About this task: From the listing below, extract every line in which the word "overcast" appears.

*** Supplied entries ***

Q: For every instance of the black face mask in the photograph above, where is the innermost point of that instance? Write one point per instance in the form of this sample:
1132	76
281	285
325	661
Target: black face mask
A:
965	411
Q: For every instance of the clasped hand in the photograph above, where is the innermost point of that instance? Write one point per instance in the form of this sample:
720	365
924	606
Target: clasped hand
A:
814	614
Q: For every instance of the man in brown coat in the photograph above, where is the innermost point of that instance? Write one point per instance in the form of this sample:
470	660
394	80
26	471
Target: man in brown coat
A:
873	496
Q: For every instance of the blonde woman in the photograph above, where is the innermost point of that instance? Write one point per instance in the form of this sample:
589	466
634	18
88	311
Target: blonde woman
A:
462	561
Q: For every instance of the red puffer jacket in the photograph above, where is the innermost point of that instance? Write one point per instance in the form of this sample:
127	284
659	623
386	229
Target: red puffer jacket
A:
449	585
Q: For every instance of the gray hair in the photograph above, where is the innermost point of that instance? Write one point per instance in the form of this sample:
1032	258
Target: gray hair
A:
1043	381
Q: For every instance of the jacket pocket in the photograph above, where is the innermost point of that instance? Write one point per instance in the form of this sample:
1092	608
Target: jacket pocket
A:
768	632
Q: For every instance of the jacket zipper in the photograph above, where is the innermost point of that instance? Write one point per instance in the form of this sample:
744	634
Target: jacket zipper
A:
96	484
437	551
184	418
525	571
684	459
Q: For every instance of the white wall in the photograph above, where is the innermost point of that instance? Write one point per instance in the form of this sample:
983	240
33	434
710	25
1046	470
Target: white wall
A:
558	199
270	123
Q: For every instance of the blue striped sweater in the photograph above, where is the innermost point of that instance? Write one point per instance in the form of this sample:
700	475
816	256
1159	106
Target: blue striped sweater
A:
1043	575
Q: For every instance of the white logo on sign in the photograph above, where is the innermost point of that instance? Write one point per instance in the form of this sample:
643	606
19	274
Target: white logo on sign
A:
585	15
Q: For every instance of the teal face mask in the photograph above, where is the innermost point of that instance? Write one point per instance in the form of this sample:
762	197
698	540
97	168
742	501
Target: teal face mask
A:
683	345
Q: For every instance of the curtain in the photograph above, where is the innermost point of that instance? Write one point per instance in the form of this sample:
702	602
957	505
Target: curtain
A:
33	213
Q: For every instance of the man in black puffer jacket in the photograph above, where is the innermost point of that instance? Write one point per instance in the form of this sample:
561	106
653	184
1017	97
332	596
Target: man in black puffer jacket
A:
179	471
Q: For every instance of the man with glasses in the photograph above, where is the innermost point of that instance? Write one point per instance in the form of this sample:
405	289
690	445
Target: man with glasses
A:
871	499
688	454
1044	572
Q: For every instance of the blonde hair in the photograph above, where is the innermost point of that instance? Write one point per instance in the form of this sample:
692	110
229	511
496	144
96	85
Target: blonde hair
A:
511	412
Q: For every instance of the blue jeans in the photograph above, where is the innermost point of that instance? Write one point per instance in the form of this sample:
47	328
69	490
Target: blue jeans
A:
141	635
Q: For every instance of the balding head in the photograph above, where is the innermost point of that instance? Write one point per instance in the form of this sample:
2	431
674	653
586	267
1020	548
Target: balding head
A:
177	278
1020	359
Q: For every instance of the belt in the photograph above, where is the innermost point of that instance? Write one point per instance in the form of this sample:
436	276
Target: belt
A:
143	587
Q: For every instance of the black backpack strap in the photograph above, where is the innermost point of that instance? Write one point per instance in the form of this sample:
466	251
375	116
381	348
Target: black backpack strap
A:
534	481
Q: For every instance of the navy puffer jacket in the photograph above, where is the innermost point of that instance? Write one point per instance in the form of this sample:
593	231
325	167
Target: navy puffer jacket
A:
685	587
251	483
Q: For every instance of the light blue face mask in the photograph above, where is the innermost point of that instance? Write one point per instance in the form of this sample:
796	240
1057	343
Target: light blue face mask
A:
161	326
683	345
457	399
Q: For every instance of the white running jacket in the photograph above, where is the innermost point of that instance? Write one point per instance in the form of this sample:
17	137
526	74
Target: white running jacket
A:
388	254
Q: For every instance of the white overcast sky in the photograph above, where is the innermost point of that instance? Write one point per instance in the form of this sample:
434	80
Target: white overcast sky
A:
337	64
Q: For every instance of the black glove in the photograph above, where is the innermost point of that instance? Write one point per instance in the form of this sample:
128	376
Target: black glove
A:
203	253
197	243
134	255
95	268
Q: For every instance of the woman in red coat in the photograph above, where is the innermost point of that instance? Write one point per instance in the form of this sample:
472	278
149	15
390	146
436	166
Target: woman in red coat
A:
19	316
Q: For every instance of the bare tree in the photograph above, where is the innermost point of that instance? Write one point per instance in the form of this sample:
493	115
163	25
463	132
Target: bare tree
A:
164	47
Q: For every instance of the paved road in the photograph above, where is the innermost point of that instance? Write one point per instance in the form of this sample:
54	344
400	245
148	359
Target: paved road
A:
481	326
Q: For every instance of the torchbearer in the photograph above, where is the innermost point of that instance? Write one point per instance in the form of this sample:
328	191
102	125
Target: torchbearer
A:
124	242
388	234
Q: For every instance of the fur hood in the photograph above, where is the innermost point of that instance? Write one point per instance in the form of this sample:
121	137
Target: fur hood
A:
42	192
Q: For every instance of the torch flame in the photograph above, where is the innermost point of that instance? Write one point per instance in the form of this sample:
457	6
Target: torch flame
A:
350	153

***

Answer for this exercise:
Q: For every instance of the white overcast sky in the photograph above, where is the innermost point of that instance? Write one point per instance in the form of this sample:
Target: white overcast sky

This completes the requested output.